** Start Data to use **
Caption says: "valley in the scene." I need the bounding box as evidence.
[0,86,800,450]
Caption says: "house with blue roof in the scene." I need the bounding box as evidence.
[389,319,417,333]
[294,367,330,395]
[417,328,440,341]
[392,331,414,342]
** End Data to use **
**Exercise requirements**
Identify every line in the records that contains the string "scene", with case counting, and copy each such line in full.

**Task response**
Caption says: "valley in the scene." I need the bounding box as evidence.
Caption says: "house with blue roof in the scene." I need the bounding box as evidence.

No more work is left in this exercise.